◆ Exercise prompt
Omit the images, then print each record below exactly as it reads.

◆ Records provided
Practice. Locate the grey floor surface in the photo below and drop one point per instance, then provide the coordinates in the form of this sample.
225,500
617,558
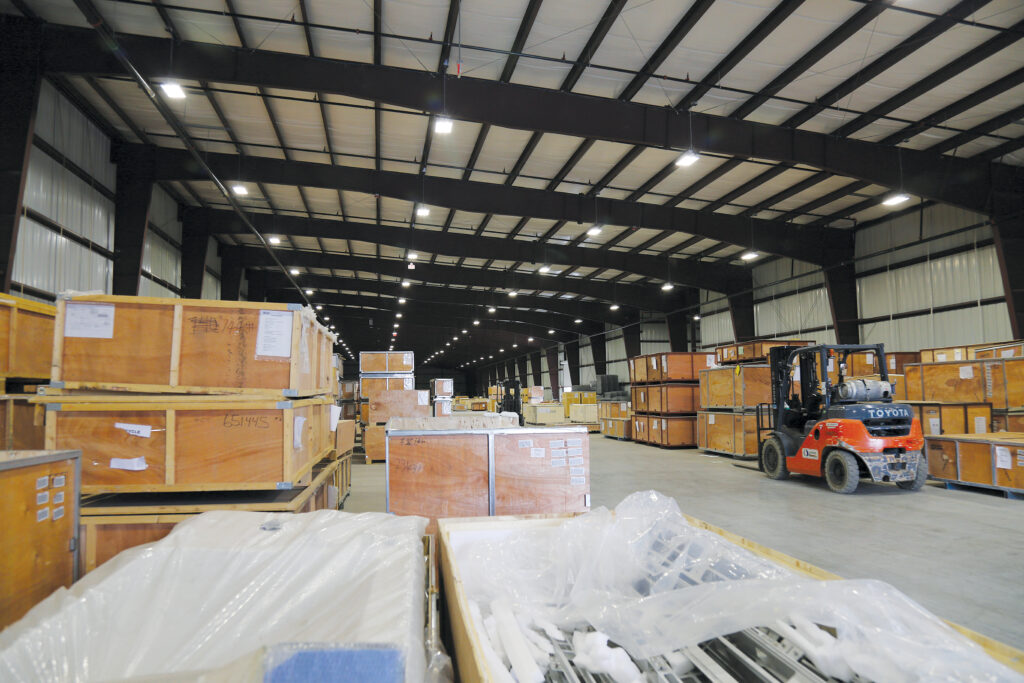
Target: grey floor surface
961,554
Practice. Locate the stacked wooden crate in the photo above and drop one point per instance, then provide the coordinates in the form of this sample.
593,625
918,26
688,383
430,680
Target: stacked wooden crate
170,397
664,388
385,372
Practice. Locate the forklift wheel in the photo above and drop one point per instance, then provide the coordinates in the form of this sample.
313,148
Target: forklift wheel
842,471
773,459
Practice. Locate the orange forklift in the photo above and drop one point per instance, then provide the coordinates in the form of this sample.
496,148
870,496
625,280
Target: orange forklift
844,431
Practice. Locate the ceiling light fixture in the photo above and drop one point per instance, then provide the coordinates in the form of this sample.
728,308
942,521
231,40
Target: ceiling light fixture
689,158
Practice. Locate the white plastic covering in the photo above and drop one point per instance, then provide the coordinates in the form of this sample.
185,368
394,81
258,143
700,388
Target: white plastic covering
221,595
653,584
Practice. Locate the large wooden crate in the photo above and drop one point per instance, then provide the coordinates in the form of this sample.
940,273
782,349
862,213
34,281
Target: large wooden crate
672,431
756,349
39,493
993,461
116,522
371,385
937,419
20,423
399,403
728,433
617,427
667,398
544,414
159,443
386,361
487,471
999,382
735,387
154,345
26,338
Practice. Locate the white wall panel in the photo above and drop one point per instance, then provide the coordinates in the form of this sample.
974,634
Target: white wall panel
53,263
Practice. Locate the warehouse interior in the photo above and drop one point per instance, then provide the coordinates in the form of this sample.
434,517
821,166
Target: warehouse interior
377,238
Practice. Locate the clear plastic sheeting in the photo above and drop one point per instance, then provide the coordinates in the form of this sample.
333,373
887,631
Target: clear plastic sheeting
240,596
662,589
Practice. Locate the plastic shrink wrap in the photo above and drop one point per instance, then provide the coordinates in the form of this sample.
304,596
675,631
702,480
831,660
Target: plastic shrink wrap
240,596
648,581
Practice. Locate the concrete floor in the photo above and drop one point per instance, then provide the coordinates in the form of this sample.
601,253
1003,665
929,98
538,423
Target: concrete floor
960,554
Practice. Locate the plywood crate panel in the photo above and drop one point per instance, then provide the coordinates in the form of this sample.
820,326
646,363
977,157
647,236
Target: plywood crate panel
26,337
735,387
153,443
39,507
399,403
147,344
544,414
991,460
386,361
113,523
372,385
729,433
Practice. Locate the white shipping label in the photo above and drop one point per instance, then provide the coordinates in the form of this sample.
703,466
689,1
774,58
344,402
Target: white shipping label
130,464
1003,459
145,431
91,321
297,432
273,336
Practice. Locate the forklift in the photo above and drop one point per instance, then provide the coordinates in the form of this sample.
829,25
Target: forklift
844,431
510,398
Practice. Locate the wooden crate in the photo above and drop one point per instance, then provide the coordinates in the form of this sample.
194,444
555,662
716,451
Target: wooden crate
735,387
585,413
373,442
937,419
672,431
570,398
374,384
544,414
117,522
154,345
993,461
668,398
999,382
613,409
444,474
22,423
617,427
39,494
26,338
756,349
399,403
386,361
728,433
155,443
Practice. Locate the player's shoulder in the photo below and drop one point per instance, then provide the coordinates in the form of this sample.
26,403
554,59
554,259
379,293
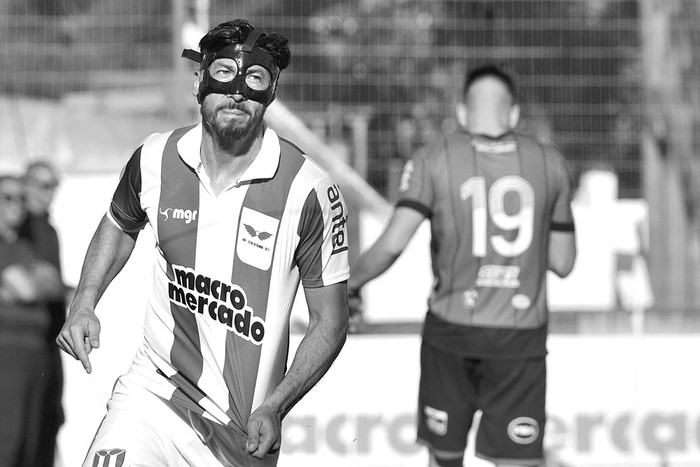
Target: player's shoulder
438,149
530,144
158,140
312,172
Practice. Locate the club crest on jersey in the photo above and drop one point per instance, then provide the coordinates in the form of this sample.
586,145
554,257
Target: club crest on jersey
221,301
256,238
109,458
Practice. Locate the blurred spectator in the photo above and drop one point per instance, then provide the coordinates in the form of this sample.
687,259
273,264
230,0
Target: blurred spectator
40,183
27,284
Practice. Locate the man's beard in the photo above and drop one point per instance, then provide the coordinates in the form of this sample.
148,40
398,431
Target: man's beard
228,132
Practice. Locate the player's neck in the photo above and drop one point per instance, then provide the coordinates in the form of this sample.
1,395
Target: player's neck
226,164
490,131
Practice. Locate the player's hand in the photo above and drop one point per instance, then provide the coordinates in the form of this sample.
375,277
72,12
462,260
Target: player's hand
264,428
355,308
79,335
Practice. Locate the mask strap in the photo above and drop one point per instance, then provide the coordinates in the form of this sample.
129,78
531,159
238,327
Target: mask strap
252,39
192,55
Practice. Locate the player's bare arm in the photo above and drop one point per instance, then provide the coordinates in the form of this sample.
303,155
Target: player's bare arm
388,247
328,326
109,250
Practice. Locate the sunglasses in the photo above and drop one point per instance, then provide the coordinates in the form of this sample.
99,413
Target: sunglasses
51,185
11,198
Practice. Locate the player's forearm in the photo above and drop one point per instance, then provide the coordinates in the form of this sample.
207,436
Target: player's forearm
109,250
315,355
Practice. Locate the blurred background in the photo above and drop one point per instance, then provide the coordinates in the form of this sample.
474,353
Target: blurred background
614,84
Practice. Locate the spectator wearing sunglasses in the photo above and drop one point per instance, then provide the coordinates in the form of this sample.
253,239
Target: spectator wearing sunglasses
40,183
27,285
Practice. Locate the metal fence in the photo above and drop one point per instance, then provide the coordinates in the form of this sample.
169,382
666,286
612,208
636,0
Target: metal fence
380,78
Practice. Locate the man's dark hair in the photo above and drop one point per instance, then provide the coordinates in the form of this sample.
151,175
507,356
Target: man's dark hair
236,32
492,71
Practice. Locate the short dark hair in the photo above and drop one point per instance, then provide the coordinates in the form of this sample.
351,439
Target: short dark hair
492,71
10,177
236,32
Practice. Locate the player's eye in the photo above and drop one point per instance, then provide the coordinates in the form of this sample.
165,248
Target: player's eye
258,78
223,70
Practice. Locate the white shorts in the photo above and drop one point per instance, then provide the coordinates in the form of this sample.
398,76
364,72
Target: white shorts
142,429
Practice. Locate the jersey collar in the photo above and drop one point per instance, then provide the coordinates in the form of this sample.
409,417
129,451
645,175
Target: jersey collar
263,167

◆ Expected output
Practice. Locate the grey floor surface in the photo below and drop one point per instance, then provide the coordinates in the form of this sample.
225,500
617,558
Target: grey floor surface
961,554
Practice. Locate the stacked wooden crate in the photo above and drop one point per instance, then provide the coordinates in the form of this sample.
593,625
918,26
688,383
430,680
Target: stacked wooden crate
170,397
664,388
385,372
Practice. Locate the forklift wheel in the photo above and drop one point per instance, then provide the coordinates in the form of this sample.
313,148
Target: forklift wheel
842,471
773,459
Practice. Locate the orange forklift in the photo above and drop one point per instance, then provide the coordinates in the form of this sample.
496,148
870,496
625,280
Target: orange forklift
844,431
Practice. Locate the ceiling light fixture in the photo above and drop one point per instance, then provide the coordinates in the form of this sample.
728,308
942,521
231,40
Target: ceiling light fixture
689,158
Practice. Locate the white plastic covering in the photo above and drop one point per instance, then provide the coordinates in the form of this sample.
185,368
394,81
258,143
700,388
Target: white plastic covering
221,595
653,584
Practice. Locate the large wooden crate in the photo above and drop one point per instance, then provide the coordinates in the form of this sample.
940,273
782,349
862,213
34,281
Target: large wooden crate
672,431
756,349
39,493
993,461
116,522
371,385
937,419
20,423
399,403
728,433
617,427
667,398
544,414
159,443
386,361
487,471
999,382
735,387
154,345
26,338
Practice. Locate the white wall panel in the photo above and drop one point per instance, then provide the coordinates in the form of this sample.
974,634
Target: white wall panel
53,263
Practice. Locate the warehouse interior in the photo above and drop one point per instance, then provide the coordinates in the form of this sample.
434,517
821,166
Target: warehouse interior
377,238
Practice. Locate the clear plastic sheeting in the photo above and drop one point per instance, then provide the coordinates in the form of this sample.
333,373
887,631
Target: clear plastic sheeting
240,596
662,589
Practice. Locate the plastic shrink wrap in the photo above and drop one point per instance, then provide the coordinates in the form of this sample.
304,596
675,631
702,480
831,660
Target: plastic shrink wrap
240,596
648,581
Practice. Locate the concrete floor in the photo above and drop one point per instance, then provide the coordinates in the form of this sample.
601,253
1003,665
929,98
538,423
Target: concrete floor
960,554
Practice. Locate the plywood crate panel in the photo above and drop one point per instance, then provide the coordinates in the form of this sample.
820,326
646,363
977,157
647,236
Target: plywood crate panel
26,337
735,387
153,443
39,507
399,403
147,344
544,414
991,460
386,361
113,523
372,385
729,433
Practice. Locate the white shipping label in the photo above and drop one point per instance, then provide the coordinates in the form of this sample.
703,466
689,1
774,58
344,402
Target: white shipping label
130,464
1003,459
145,431
91,321
297,432
273,336
Practice. Locate the forklift in the photo above and drop one point per instance, then provide the coordinates in the form of this sample.
829,25
Target: forklift
844,431
510,398
Practice. Locate the wooden crate in the photo above and drop one point per instance, then provide the coordinates in the form of this sample.
194,444
555,662
716,451
Target: wooden crate
735,387
585,413
373,442
937,419
672,431
570,398
374,384
544,414
117,522
154,345
993,461
668,398
999,382
613,409
444,474
22,423
617,427
39,494
26,338
756,349
399,403
386,361
728,433
155,443
Practice. Locate the player's shoulder in the photo below and drop one point per instance, then provide the coordinates in the form of this sample.
26,403
554,59
554,259
379,293
Target: player's shoulder
438,149
530,144
158,140
312,172
Practice. Locate the club crest on jersey in the photo above and drop one point per instance, then provide the coordinates in the form of this sample.
586,145
554,257
Target: club crest on jersey
221,301
256,238
109,458
Practice. Locate the blurred spectator in the photo above and drop one point per instance, then provide the coordinates in the form of this sample.
687,259
273,264
230,0
Target: blurred spectator
40,183
27,284
Practice. Locate the man's beard in the photo above and drop one point per instance, then provide the coordinates in the form of this sample.
148,40
398,431
Target: man's beard
228,132
Practice. Locate the player's neck in the photo above and drop one point per instance, then provide the coordinates in the form of this sample.
1,395
Target: player's neck
226,164
490,131
Practice. Locate the player's hand in the photo above and drop one point per instance, then provide the coordinates in the form of this sample.
375,277
72,12
462,260
Target: player's hand
264,428
355,308
79,335
Practice. Locate the mask strap in the photo above and drop one point per instance, then provide the coordinates in the form of this sample.
129,78
531,159
238,327
Target: mask strap
252,39
192,55
Practice. Locate the player's bare arm in the photo above and drop one point per instance, then provide the coordinates in the form of this sample.
303,155
Target: player's bare arm
388,247
328,326
109,250
Practice. Locate the sunglasses in the photo above and drop one point per instance, then provide the coordinates in the form of this sample.
99,413
Target: sunglasses
51,185
11,198
Practice. Locate the player's forearm in the photo above and drop one point per instance, then provide the coordinates in the form of this sample.
207,436
Target: player's forearm
109,250
315,355
Practice. Locate the blurred background in the photo above and drop one point per instance, then provide the coordinates in the form of this sample.
474,353
Target: blurred background
614,84
Practice. Locate the spectator wearing sunglasses in the photo above and drop one point per instance, then provide the coordinates in the form of this sample.
253,239
Target: spectator wearing sunglasses
40,183
27,285
Practice. Locate the metal fence in the photo above and drop one point per instance, then provide the coordinates in the form of this sample.
169,382
666,286
612,208
636,0
Target: metal fence
380,78
Practice. Locate the man's dark hair in the photo above and drop one point per instance, then provide the coordinates in the form of this sample.
151,175
507,356
Target: man's dark hair
236,32
492,71
Practice. Locate the short dark hair in the photo above and drop one point per instance, then provide the coordinates in the form of this sample.
351,439
Target: short dark hair
492,71
10,177
236,32
Practice. Locate the player's eye in the photo above and drop one point per instance, then provide the coordinates in the form of this sample.
165,248
Target: player's eye
258,78
223,70
Practice. Locate the white shorts in the photo above and drop one point per instance, then provide the coordinates in the form of this sample.
398,76
364,72
Target: white shorts
142,429
Practice. Locate the jersey collar in the photo above and drop one point per instance, then provide the coordinates in the form of this sample.
409,417
129,451
645,175
Target: jersey collar
263,167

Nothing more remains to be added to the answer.